(Objective): Could you copy the rows below word for word, leaving the pictures out of your answer?

Extracted rows:
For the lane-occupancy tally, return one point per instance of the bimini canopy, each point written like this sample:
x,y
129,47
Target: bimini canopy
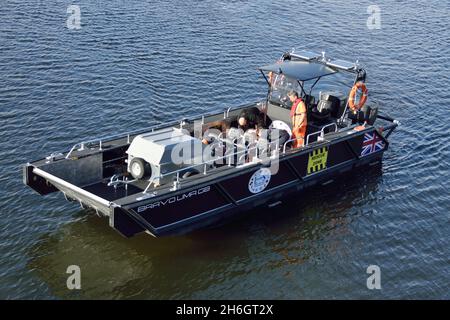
x,y
300,70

(Output for this exercise):
For the lane-occupancy tally, return one point per instance of the bimini canopy, each point written like this sample:
x,y
129,47
Target: bimini canopy
x,y
300,70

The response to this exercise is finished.